[Stored records]

⁂

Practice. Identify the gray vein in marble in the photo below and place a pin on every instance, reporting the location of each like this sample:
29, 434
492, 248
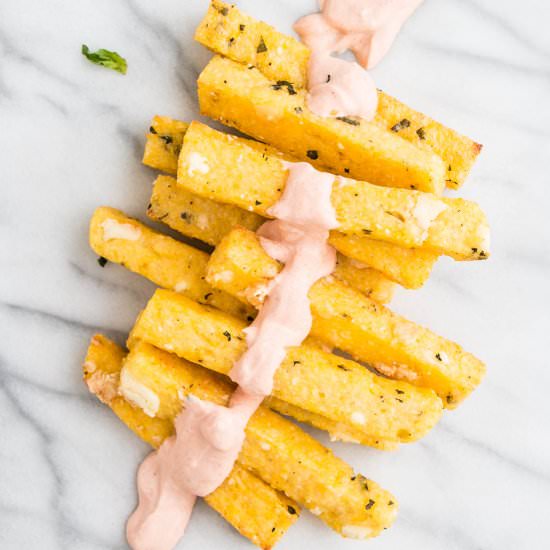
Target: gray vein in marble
56, 105
7, 373
445, 533
25, 59
494, 17
482, 447
134, 139
186, 77
64, 528
73, 324
470, 57
104, 283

⁂

• Action item
Leave nothing out but the pictures when transcribing the records.

• Your solution
Practice. Identify the gray vein in marble in the photo below and place a pin on every instance, reporting the location of each like this sample:
29, 434
492, 248
Target: gray vein in marble
56, 105
7, 373
445, 533
25, 59
494, 17
482, 447
134, 139
186, 77
64, 528
73, 324
470, 57
104, 283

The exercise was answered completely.